* Begin Recorded information *

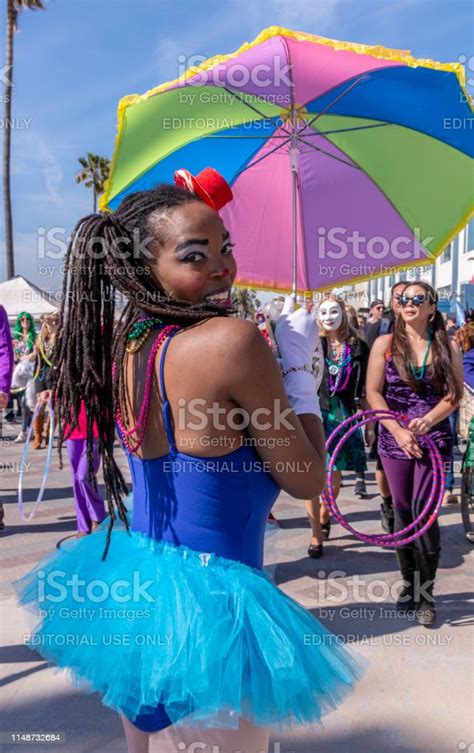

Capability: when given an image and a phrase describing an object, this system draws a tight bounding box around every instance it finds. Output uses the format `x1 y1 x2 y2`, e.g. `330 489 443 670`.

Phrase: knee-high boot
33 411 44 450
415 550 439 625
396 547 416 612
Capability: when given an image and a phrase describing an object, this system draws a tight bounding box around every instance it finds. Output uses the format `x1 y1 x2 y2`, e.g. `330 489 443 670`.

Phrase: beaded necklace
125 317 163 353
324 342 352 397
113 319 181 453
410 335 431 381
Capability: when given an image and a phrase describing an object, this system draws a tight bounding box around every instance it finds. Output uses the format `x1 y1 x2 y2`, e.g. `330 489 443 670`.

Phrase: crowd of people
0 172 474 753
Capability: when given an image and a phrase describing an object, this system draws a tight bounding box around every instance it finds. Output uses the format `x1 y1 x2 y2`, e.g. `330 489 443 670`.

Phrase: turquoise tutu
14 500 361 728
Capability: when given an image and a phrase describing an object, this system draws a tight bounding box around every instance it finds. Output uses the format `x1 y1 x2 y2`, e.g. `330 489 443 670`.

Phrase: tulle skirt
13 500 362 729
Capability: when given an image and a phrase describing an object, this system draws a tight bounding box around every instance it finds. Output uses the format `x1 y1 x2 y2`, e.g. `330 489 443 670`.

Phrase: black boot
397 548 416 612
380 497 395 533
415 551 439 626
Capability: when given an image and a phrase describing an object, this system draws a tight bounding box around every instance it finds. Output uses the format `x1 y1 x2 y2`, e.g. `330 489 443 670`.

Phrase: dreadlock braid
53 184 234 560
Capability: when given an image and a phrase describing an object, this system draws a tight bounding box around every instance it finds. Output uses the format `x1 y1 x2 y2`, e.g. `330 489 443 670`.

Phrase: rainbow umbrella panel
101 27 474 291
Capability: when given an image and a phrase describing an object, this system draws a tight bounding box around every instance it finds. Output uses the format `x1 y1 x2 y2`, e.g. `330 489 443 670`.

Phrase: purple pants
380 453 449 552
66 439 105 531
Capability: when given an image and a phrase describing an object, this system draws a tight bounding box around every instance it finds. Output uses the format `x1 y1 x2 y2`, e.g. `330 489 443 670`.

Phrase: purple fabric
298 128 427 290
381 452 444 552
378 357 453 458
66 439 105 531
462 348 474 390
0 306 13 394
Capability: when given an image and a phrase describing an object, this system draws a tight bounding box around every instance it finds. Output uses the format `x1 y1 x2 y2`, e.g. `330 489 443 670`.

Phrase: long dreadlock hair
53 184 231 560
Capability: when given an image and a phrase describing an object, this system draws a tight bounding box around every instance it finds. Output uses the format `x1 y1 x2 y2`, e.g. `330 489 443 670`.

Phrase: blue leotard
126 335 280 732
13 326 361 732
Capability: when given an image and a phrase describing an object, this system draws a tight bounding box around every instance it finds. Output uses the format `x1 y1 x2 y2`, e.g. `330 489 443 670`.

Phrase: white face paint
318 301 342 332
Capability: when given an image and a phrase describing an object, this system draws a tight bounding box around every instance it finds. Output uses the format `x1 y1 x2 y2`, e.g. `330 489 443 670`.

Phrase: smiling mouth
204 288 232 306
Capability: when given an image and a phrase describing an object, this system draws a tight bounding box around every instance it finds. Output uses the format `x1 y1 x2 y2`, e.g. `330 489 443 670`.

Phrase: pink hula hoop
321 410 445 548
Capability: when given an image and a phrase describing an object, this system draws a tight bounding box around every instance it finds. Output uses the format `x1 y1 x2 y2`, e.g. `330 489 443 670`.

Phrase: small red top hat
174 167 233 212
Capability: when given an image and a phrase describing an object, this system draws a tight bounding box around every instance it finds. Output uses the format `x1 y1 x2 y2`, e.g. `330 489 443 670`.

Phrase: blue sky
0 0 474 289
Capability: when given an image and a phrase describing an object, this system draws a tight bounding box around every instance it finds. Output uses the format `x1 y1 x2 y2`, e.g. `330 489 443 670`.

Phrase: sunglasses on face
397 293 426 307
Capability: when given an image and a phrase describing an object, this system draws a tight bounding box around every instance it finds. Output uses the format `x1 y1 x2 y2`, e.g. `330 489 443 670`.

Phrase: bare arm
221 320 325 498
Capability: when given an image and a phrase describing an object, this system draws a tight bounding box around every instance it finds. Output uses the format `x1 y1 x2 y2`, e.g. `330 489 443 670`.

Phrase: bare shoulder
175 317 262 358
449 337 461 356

* End Recorded information *

What needs to be done. Count the lines in the data above that contain the string "boot", and reply with that number alone.

Written response. 2